Text segment:
Pullback attractors for non-autonomous evolution equations with spatially variable exponents

Peter E. Kloeden 1, and  Jacson Simsen 2,

1. 

School of Mathematics and Statistics, Huazhong University of Science and Technology, Wuhan 430074, China
2. 

Instituto de Matemática e Computaçã, Universidade Federal de Itajubá, 37500-903 Itajubá MG, Brazil

Received  February 2014 Revised  June 2014 Published  July 2014

Dissipative problems in electrorheological fluids, porous media and image processing often involve spatially dependent exponents. They also include time-dependent terms as in equation \begin{eqnarray} \frac{\partial u_\lambda}{\partial t}(t)-\textrm{div}(D_\lambda(t)|\nabla u_\lambda(t)|^{p(x)-2}\nabla u_\lambda(t))+|u_\lambda(t)|^{p(x)-2}u_\lambda(t) = B(t,u_\lambda(t)) \end{eqnarray} on a bounded smooth domain $\Omega$ in $\mathbb{R}^n$, $n\geq 1$, with a homogeneous Neumann boundary condition, where the exponent $p(\cdot)\in C(\bar{\Omega}, \mathbb{R}^+)$ satisfying $p^-$ $:=$ $\min p(x)$ $>$ $2$, and $\lambda$ $\in$ $[0,\infty)$ is a parameter.

Instructions to follow:
Please continue the abstract above on pullback attractors, starting right after its last sentence.

Collected data entries:
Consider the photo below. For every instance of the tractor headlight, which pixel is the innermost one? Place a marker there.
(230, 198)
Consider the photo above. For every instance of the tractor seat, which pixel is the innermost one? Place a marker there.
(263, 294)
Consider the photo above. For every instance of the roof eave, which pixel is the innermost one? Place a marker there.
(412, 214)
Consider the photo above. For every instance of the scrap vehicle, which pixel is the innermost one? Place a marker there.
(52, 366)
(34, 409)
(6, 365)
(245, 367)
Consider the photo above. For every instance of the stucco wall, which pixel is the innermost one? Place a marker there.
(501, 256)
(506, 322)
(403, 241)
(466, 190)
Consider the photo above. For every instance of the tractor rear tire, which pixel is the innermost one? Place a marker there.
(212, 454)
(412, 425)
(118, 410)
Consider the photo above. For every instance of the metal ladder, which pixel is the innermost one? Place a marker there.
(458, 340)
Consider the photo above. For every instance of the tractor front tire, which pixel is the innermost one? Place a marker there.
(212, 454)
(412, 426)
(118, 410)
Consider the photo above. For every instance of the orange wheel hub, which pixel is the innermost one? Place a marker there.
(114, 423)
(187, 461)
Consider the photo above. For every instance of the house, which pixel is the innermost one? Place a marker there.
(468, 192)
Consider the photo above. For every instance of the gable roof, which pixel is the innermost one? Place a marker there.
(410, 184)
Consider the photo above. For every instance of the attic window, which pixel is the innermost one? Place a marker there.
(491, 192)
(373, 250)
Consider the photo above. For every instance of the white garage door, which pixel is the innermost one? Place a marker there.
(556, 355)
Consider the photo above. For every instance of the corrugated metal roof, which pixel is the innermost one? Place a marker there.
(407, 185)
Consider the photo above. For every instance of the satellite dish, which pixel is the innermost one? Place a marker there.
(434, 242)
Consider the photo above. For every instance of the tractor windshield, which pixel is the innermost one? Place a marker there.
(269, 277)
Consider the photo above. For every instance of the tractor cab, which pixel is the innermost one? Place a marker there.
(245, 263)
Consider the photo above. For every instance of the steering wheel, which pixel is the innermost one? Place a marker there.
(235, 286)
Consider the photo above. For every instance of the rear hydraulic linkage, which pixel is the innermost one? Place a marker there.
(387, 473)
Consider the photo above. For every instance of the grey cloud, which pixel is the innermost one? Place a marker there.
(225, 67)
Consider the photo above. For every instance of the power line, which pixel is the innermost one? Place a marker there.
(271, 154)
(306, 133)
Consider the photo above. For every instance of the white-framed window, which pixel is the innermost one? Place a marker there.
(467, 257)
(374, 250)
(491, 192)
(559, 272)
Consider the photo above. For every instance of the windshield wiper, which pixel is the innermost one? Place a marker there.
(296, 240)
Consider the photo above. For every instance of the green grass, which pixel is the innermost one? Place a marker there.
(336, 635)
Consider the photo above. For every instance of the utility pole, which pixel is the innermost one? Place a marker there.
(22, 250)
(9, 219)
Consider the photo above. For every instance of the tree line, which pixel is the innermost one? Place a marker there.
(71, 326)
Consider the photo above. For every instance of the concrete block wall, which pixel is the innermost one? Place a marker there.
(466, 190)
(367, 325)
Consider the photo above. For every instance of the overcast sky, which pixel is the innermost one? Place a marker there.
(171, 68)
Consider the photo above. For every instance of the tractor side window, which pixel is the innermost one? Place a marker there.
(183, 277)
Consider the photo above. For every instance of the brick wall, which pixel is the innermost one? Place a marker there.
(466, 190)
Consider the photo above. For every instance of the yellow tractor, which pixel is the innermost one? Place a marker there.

Result of the exercise:
The existence and upper semicontinuity of pullback attractors are established for this equation under the assumptions, amongst others, that $B$ is globally Lipschitz in its second variable and $D_\lambda$ $ \in $ $L^\infty([\tau,T] \times \Omega, \mathbb{R}^+)$ is bounded from above and below, is monotonically nonincreasing in time and continuous in the parameter $\lambda$. The global existence and uniqueness of strong solutions is obtained through results of Yotsutani.
Keywords: upper semicontinuity., variable exponents, pullback attractors, Non-autonomous parabolic problems.
Mathematics Subject Classification: Primary: 35K55, 35K92; Secondary: 35A16, 35B40, 35B41, 37B5.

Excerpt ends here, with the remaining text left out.